* [Complete the following]
a. Check each statement against the article on Gucci and logos. Mark each yes or no, and quote the words from the article that decide it.
(i) Gucci's CEO changed on 1 January, to Marco Bizzarri.
(ii) The writer says the logo is coming back at a time when counterfeiting is rife.
(iii) Under Patrizio di Marco, Gucci focused on leather.
b. Copy the listing word for word, from the line holding "Q: Point to one spot on each instance of the vegetation" through the last line of the listing, both ends included.

When did we decide we all wanted to be branded again?

Back in January, before the Gucci show – which turned out to be the unexpected, unannounced and unofficial debut of the label’s now creative director Alessandro Michele – I asked a Gucci executive about the house’s stance on the double-G logoed canvas. Under Patrizio di Marco, Gucci had cut down on the logo-a-go-go stuff, slicing out those “entry level” products and focusing instead on leather. The CEO changed on 1 January, to Marco Bizzarri. And, the executive said, the logo stance had changed, too. Cut to a few days later, and Gucci’s first model emerged with a double-G belt spanning his skinny hips. A month later, there was a major assertion of Gucci’s literally signature canvas at its autumn/winter womenswear show.

Was this 2015, or 1995? When did we decide we all wanted to be branded again?

Maybe when the revolving door of designers began spinning ever-faster. It’s interesting that both Louis Vuitton and Gucci have recently changed creative heads – so perhaps they’re now using the logo to assert their allegiance to the brand, and to tether unexpected aesthetics to house values. That certainly seems the case with Michele: what easier way to ally his brand of “granny chic” with the sexed-up style of predecessor Frida Giannini? Ok, maybe easy is the wrong term, but the Gucci trademark certainly helps.

Ah, trademarks. Shall we talk about those? Because the logo is re-asserting itself at a time when copying is rife. Not counterfeiting, I mean, but apeing the design features of a garment without claiming it outright as the real deal. To the untutored eye, it can look identical, with only the logo missing.

* [Material shown]

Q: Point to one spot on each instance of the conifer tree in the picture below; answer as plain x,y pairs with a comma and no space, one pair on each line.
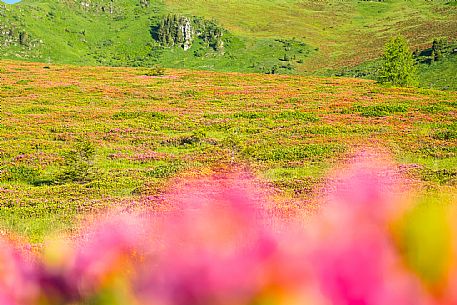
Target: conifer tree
398,66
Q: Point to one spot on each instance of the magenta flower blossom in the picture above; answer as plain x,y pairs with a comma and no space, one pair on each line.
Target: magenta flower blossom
18,285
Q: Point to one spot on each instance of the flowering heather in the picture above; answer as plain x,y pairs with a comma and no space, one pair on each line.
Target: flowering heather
221,245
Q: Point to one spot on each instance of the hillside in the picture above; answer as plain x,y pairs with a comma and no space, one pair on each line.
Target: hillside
105,136
258,35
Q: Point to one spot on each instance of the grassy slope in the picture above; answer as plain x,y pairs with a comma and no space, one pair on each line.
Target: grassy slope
288,129
345,33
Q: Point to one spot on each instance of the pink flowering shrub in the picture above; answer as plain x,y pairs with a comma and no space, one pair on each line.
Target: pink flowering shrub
222,246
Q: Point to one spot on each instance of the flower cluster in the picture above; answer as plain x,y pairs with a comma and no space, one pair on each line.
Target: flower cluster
225,248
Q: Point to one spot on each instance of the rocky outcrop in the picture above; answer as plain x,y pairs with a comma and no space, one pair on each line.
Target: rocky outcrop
174,30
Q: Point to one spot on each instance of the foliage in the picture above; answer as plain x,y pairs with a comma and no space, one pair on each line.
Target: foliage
220,243
398,66
147,130
79,163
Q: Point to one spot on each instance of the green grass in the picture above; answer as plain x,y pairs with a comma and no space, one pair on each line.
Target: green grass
146,131
319,36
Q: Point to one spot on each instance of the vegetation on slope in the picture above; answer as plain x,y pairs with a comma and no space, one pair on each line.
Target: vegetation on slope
279,36
104,135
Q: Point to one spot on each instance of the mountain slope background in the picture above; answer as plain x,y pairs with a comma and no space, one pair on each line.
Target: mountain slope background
269,36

* [Outputs for the tasks]
a.
(i) Yes: "The CEO changed on 1 January, to Marco Bizzarri."
(ii) No: "Not counterfeiting, I mean, but apeing the design features of a garment without claiming it outright as the real deal."
(iii) Yes: "slicing out those “entry level” products and focusing instead on leather."

b.
Q: Point to one spot on each instance of the vegetation on slope in the picture above; answer as plain x,y pairs with a comma and no space, one pair on each line.
Target: vegetation on slope
279,36
104,135
Q: Point to one spot on each instance of the mountain slope background in the picture above; answer as plain x,y pairs with a comma and no space, one pair on each line.
Target: mountain slope background
269,36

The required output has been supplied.